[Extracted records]
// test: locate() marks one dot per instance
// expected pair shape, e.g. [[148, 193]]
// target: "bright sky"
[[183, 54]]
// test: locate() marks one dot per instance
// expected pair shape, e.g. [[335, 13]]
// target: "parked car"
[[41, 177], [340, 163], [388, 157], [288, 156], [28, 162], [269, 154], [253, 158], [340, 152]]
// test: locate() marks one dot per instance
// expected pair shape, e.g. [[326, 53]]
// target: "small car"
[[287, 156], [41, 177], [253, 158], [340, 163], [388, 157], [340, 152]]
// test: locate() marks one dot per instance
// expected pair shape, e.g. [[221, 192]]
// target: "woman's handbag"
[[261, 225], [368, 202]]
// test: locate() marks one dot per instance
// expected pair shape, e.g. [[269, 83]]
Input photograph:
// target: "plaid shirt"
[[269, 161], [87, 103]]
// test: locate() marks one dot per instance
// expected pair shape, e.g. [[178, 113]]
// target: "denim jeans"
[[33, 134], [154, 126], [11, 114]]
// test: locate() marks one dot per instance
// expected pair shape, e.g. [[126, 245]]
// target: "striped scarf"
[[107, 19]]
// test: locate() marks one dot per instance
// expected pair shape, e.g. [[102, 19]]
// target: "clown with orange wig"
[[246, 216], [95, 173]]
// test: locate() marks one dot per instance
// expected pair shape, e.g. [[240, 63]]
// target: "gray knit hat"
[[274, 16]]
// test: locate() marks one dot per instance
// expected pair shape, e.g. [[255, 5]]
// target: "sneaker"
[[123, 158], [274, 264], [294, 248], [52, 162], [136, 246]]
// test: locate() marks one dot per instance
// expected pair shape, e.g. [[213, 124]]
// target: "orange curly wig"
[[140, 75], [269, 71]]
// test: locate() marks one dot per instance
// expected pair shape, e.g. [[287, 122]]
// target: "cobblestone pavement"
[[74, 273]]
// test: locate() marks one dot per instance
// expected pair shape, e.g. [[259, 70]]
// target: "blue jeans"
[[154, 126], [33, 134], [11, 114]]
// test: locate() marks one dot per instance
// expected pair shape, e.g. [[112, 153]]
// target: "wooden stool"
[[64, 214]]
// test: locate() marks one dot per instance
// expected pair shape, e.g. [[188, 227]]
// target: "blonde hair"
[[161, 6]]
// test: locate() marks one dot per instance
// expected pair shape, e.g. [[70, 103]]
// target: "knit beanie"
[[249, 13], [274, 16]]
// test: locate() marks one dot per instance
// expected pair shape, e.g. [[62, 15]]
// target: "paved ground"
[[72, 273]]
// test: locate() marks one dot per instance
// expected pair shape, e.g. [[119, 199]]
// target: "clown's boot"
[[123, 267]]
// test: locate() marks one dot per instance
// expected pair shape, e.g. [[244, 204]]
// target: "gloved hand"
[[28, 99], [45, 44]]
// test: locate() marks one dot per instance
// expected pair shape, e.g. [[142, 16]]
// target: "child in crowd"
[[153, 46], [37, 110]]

What you have to do => Set down the lines above exactly as written. Begin at the line containing "e.g. [[62, 15]]" and stop after the last line.

Problem solution =>
// expected pair shape, e.g. [[62, 15]]
// target: "paved ground"
[[72, 273]]
// test: locate() marks one dot per instance
// expected pair shape, e.g. [[119, 199]]
// target: "clown's boot"
[[123, 267]]
// test: locate() marks one dot per instance
// expected pair shape, e.g. [[244, 204]]
// target: "gloved hand"
[[28, 99], [45, 44]]
// test: locate() marks one dot per instance
// expected pair shape, e.g. [[142, 16]]
// target: "child in crowd"
[[153, 46], [37, 110]]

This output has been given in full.